§ **Given problem**:
Render every line of the entries below as a Markdown table with the columns "Row" and "Line", numbering each row and omitting blank lines.

§ **Given records**:
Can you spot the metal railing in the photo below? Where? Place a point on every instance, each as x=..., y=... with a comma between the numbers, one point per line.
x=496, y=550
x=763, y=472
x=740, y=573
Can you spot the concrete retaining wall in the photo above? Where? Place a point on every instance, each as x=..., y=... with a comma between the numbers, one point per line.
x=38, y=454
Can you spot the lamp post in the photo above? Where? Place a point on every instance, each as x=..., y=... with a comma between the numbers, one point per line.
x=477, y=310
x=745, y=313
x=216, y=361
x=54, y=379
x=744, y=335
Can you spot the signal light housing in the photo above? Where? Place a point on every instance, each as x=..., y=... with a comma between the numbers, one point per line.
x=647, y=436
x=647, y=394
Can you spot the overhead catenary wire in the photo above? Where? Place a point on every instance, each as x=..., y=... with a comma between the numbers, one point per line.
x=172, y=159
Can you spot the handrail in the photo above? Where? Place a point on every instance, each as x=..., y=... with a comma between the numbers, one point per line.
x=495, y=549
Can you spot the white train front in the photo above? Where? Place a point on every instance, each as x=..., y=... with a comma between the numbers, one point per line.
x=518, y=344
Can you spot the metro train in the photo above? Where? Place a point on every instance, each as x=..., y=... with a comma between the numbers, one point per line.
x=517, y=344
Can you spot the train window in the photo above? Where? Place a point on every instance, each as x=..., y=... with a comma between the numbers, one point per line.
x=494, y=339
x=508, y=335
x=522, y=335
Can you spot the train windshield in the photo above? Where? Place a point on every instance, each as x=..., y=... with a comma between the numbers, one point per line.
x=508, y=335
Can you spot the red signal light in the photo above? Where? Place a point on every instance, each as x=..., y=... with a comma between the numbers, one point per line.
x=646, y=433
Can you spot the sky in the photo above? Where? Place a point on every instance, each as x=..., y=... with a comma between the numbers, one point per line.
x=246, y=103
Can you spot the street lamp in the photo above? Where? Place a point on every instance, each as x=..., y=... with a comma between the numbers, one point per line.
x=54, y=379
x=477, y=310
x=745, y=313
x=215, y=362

§ **Complete answer**:
| Row | Line |
|---|---|
| 1 | Can you spot the metal railing in the photo below? Where? Place a point on every instance, each as x=..., y=... with a comma between the numbers, one point per line. |
| 2 | x=496, y=550 |
| 3 | x=763, y=472 |
| 4 | x=740, y=573 |
| 5 | Can you spot the concrete retaining wall in the photo above? Where? Place a point on every instance, each as x=..., y=... with a comma between the numbers, one point per line. |
| 6 | x=38, y=454 |
| 7 | Can you spot the lamp post in the photo above? Where? Place a point on every instance, each as x=..., y=... with a comma between the numbers, one point per line. |
| 8 | x=477, y=310 |
| 9 | x=745, y=313 |
| 10 | x=216, y=361 |
| 11 | x=54, y=379 |
| 12 | x=744, y=335 |
| 13 | Can you spot the signal light housing in the photo above? Where? Place a point on every instance, each as x=..., y=... with a comma between the numbers, one point per line. |
| 14 | x=647, y=436 |
| 15 | x=647, y=394 |
| 16 | Can you spot the overhead catenary wire in the photo above? Where? Place a point on every instance, each as x=..., y=... with a comma between the numbers, one point per line. |
| 17 | x=172, y=159 |
| 18 | Can you spot the handrail in the photo above? Where? Place a point on every instance, each as x=..., y=... with a comma between the numbers, one point per line. |
| 19 | x=495, y=549 |
| 20 | Can you spot the white train front in the photo above? Where? Place a point on every instance, each as x=..., y=... with a comma between the numbers, one point per line. |
| 21 | x=518, y=344 |
| 22 | Can you spot the metro train in the photo above? Where? Place a point on every instance, each as x=..., y=... with a comma between the numbers, one point per line. |
| 23 | x=517, y=344 |
| 24 | Can you spot the train window in the photo above? Where? Place a point on every instance, each as x=..., y=... with a comma between the numbers, one point per line. |
| 25 | x=494, y=339 |
| 26 | x=508, y=335 |
| 27 | x=522, y=335 |
| 28 | Can you spot the train windshield in the photo above? Where? Place a point on every instance, each as x=..., y=... with a comma between the numbers, one point per line. |
| 29 | x=508, y=335 |
| 30 | Can you spot the red signal light in the photo above? Where? Place a point on every instance, each as x=..., y=... with a comma between the numbers, one point per line. |
| 31 | x=646, y=433 |
| 32 | Can you spot the sky in the photo above? Where? Place a point on every instance, each as x=..., y=... with a comma between the numbers, one point per line. |
| 33 | x=246, y=103 |
| 34 | Can you spot the street lamp in the photo above? Where? Place a point on every instance, each as x=..., y=... with a comma between the numbers, one point per line. |
| 35 | x=54, y=379 |
| 36 | x=477, y=310 |
| 37 | x=745, y=313 |
| 38 | x=215, y=362 |